● YOUR TASK
Reproduce the lines below, starting at the line that contains "the impala leg" and ending at the line that contains "[(281, 172)]", with "antelope head" replaced by "impala head" and everything else left unchanged.
-- start of RECORDS SUPPLIED --
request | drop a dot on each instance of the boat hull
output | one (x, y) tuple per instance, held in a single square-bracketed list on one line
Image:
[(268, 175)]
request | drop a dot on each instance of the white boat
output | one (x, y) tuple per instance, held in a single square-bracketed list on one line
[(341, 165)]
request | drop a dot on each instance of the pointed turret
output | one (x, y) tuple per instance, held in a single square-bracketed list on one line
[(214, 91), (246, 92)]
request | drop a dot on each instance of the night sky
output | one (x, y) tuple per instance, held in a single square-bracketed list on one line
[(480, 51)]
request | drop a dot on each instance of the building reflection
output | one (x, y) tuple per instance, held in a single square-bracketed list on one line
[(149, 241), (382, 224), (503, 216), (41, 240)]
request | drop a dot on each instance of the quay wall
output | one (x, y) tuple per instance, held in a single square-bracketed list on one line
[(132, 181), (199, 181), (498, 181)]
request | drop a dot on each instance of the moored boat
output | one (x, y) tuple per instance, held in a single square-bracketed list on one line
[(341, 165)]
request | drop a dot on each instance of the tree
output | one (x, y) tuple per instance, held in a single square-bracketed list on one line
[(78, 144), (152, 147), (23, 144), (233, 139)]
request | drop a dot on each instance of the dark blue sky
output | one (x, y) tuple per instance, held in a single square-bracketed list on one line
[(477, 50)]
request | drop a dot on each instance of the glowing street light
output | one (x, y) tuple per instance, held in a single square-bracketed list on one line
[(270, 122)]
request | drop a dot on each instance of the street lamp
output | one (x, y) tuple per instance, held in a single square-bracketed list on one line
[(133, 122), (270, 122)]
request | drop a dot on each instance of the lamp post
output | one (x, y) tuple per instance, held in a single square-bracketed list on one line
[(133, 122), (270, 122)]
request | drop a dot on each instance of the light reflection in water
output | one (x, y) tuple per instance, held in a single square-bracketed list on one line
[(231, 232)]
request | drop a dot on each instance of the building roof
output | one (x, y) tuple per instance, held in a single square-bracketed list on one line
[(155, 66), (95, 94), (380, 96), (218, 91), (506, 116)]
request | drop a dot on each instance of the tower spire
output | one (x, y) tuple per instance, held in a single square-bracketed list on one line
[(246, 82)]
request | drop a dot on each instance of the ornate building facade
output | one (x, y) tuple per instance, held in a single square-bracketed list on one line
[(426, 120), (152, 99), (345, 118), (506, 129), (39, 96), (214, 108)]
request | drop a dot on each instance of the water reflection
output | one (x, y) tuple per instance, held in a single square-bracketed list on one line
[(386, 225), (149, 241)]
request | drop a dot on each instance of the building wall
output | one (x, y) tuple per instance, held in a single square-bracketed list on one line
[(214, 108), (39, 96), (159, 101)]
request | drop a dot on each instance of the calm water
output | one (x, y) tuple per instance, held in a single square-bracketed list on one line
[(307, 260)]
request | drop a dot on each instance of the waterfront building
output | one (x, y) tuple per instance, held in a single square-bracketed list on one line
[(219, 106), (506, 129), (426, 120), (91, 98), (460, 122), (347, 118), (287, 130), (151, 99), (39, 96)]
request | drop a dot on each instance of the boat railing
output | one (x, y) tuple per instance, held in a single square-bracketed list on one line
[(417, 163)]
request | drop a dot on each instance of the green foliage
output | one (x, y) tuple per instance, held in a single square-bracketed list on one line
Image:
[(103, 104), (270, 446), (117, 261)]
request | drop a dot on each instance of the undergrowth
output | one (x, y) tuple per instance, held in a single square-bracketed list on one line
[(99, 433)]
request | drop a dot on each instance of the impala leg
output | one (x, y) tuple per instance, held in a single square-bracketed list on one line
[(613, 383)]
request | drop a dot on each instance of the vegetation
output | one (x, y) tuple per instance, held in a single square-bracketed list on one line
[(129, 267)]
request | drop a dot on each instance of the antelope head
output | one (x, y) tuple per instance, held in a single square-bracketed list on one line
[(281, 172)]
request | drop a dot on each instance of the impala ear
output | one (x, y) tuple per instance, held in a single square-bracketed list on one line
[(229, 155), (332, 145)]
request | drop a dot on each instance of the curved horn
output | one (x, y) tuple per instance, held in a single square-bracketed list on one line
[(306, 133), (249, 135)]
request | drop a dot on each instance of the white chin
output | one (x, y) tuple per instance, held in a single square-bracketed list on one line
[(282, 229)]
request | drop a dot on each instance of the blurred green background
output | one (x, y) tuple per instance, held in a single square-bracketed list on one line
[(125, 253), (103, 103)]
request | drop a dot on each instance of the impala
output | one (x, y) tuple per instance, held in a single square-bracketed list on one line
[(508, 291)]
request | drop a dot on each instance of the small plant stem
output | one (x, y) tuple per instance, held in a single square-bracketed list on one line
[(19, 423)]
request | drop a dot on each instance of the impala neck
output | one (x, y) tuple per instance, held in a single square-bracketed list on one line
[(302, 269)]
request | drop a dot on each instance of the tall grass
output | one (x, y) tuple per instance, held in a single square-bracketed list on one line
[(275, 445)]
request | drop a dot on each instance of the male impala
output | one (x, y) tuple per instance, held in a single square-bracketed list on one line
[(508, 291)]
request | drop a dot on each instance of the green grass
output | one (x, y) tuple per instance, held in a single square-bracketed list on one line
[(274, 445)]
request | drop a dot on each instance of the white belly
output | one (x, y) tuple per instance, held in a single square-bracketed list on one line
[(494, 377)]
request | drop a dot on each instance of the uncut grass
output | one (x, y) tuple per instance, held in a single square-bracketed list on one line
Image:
-- end of RECORDS SUPPLIED --
● THE COMPLETED TASK
request | drop a dot on each instance of the impala leg
output | one (x, y) tuple per instance, held in a single square-bracketed list on one line
[(613, 383)]
request | drop a dot on each instance of the vegetation
output | one (x, y) tuple per instance, held in a single square-bracketed list on one line
[(129, 267)]
request | drop a dot on each instance of the impala head
output | one (x, y) tuple per instance, held in a single square-bracketed list on one line
[(281, 172)]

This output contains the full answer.